> **PROVIDED RECORDS**:
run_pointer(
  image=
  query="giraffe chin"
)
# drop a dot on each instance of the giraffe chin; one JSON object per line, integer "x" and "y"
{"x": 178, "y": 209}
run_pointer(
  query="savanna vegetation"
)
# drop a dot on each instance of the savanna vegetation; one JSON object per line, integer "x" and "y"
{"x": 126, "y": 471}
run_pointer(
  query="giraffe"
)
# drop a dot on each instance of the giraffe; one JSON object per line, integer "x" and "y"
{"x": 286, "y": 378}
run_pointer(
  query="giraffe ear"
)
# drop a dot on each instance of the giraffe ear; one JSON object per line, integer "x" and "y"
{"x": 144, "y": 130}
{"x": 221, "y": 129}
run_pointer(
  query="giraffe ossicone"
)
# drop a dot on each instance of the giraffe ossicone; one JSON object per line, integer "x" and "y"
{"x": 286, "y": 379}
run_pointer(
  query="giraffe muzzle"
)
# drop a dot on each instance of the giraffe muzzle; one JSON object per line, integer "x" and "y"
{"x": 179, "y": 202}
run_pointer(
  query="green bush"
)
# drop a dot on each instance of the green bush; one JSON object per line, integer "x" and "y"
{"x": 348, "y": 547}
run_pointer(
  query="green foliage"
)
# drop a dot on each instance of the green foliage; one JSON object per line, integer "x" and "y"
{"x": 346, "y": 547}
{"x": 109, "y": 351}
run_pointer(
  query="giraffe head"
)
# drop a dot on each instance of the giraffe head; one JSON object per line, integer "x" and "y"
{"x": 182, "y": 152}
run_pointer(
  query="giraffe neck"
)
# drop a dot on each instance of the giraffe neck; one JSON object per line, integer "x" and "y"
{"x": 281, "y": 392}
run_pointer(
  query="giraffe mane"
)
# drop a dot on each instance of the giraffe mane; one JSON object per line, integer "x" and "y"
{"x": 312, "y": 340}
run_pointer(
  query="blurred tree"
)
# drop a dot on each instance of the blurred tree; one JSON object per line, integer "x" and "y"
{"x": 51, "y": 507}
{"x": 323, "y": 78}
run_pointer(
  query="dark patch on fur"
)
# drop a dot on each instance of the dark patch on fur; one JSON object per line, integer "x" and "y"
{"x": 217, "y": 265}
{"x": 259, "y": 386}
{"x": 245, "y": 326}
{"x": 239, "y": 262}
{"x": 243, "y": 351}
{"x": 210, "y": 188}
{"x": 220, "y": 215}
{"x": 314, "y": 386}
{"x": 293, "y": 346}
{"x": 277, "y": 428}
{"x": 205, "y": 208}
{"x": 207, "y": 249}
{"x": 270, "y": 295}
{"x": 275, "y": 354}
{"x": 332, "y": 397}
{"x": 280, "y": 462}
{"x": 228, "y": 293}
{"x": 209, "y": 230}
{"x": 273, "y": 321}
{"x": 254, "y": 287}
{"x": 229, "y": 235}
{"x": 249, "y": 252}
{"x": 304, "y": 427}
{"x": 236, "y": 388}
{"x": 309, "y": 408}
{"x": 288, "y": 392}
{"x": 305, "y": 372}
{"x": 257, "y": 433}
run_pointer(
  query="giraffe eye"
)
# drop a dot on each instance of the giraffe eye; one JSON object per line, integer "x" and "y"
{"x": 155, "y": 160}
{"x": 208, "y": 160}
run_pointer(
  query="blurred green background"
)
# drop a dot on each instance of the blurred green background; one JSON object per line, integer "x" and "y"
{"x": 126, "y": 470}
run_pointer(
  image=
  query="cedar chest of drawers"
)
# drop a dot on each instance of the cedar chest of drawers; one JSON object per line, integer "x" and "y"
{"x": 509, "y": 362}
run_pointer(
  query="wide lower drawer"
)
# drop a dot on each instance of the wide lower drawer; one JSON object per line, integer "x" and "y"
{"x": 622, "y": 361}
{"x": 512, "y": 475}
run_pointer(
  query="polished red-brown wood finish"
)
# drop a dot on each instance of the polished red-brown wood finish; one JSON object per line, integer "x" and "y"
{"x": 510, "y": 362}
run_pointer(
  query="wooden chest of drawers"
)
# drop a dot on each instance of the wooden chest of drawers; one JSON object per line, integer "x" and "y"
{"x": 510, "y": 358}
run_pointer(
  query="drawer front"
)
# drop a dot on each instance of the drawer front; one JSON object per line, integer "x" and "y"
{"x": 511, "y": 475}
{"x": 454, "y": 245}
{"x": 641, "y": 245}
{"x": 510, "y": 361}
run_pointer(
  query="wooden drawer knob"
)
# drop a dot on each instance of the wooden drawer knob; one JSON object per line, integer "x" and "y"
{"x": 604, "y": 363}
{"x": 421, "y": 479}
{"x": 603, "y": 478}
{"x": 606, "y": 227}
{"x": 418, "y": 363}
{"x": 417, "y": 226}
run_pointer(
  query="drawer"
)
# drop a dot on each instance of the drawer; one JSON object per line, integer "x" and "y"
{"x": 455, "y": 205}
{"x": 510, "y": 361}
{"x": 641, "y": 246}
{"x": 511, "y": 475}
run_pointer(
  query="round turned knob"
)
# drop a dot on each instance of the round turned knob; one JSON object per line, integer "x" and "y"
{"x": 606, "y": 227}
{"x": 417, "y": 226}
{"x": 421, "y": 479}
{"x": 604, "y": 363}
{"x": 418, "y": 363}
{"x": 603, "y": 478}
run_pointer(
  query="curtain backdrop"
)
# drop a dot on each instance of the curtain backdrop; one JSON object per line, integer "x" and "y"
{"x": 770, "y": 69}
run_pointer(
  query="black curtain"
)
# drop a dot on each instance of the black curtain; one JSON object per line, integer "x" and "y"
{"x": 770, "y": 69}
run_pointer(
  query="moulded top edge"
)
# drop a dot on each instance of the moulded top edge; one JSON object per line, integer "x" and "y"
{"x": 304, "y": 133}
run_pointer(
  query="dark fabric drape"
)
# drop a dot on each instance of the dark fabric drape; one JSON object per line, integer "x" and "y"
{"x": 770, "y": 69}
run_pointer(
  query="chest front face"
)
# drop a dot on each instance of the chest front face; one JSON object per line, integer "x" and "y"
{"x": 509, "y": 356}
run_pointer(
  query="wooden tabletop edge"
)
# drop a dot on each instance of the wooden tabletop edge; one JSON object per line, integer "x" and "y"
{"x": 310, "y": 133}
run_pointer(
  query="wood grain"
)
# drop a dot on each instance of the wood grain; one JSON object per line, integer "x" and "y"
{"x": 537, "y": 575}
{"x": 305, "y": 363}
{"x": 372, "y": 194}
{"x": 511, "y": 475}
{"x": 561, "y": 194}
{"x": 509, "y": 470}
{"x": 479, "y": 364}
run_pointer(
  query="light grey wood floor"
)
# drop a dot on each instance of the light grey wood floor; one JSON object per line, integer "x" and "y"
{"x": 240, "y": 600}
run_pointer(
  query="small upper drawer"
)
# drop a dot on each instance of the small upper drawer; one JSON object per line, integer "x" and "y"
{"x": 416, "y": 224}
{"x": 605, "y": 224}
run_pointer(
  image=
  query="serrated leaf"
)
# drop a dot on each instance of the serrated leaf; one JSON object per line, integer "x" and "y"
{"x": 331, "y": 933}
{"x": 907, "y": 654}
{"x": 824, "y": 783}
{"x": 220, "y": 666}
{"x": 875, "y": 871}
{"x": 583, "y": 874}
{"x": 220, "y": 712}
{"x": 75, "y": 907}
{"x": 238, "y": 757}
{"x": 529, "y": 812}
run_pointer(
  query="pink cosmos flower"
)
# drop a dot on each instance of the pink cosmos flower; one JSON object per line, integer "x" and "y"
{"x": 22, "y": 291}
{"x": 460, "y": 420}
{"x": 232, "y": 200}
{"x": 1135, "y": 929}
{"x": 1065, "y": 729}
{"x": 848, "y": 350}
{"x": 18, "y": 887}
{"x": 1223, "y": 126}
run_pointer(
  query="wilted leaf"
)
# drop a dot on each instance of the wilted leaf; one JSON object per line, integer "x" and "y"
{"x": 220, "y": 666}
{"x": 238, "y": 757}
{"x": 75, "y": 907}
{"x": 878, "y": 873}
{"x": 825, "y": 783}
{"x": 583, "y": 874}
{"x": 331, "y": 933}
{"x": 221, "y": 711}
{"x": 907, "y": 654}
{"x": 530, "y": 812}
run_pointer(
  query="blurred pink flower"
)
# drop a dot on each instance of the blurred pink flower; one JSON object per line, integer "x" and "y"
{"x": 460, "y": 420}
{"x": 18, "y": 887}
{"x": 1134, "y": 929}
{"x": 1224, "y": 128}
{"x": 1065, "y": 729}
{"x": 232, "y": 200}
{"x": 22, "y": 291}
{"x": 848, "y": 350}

> **PROBLEM DESCRIPTION**: Please identify each line in the data above that contains the string "light", and copy those lines. Case counts, so only matches with the same capitalization qualify.

> **PROBLEM SOLUTION**:
  query="light grey wood floor"
# drop a dot on each instance of the light grey wood floor; one JSON object per line, integer "x" and "y"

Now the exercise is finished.